**Task instructions:** Locate all lines in the data below that hold "eyelash" and show them.

**Data:**

# # #

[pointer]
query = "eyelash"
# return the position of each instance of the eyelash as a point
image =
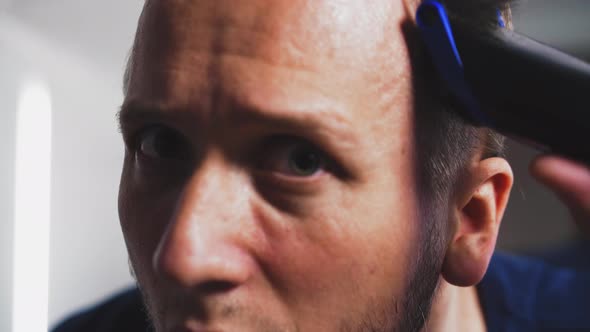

# # #

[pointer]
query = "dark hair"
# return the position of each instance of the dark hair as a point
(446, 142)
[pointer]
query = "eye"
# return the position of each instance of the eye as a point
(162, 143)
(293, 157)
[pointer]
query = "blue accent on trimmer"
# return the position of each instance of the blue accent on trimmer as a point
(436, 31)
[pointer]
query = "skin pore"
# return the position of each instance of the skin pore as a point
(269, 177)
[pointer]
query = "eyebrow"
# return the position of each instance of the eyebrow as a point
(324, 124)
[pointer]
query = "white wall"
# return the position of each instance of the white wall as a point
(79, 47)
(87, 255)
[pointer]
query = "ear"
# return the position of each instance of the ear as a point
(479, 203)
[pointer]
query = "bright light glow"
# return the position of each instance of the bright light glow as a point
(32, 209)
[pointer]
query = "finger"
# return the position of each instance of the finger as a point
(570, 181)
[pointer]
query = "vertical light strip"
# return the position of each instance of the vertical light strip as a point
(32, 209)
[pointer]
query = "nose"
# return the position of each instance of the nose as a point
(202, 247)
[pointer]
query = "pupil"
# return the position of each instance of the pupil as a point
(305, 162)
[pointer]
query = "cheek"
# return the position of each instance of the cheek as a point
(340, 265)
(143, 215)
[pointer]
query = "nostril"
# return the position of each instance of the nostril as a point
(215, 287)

# # #

**Response:**
query = "eyelash"
# return the position of each instance of the eyelash as a point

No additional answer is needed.